■ Instrução ■
Reproduza, sem qualquer alteração, todas as linhas da listagem abaixo.

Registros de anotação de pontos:
··········

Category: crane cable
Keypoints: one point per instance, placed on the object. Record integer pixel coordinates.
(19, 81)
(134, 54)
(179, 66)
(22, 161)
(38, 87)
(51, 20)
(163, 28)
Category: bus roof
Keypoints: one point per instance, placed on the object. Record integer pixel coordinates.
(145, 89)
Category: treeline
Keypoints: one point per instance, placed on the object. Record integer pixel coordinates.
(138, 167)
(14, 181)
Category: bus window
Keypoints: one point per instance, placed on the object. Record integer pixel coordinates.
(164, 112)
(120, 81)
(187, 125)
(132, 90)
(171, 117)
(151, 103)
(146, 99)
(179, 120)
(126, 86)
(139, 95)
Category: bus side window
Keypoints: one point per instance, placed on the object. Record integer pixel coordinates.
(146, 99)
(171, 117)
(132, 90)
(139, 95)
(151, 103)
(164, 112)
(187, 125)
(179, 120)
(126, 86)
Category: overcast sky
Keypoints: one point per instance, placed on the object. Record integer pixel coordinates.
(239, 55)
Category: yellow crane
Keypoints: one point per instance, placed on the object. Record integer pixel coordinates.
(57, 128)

··········

■ Resposta correta ■
Category: crane cable
Keypoints: one point per instance, placed on the object. Record integer pixel coordinates.
(19, 81)
(134, 54)
(179, 66)
(22, 161)
(38, 87)
(51, 20)
(163, 28)
Category: bus roof
Keypoints: one point per instance, placed on the object. Record integer pixel coordinates.
(145, 89)
Category: treeline
Keypoints: one point per instance, placed on the object. Record integer pixel coordinates.
(138, 167)
(14, 181)
Category: bus window
Keypoints: one point per instance, placed on the object. Record integer pixel coordinates.
(164, 112)
(120, 81)
(187, 125)
(132, 90)
(171, 117)
(151, 103)
(146, 99)
(179, 120)
(126, 86)
(139, 95)
Category: bus side window
Keypoints: one point per instance, placed on the object. Record integer pixel coordinates.
(146, 99)
(171, 117)
(132, 90)
(139, 95)
(151, 103)
(164, 112)
(187, 125)
(179, 120)
(126, 86)
Category: overcast sky
Keypoints: one point per instance, placed on the object. Record integer pixel coordinates.
(239, 55)
Category: yellow crane
Keypoints: one point per instance, placed on the object. Record integer pixel coordinates.
(57, 128)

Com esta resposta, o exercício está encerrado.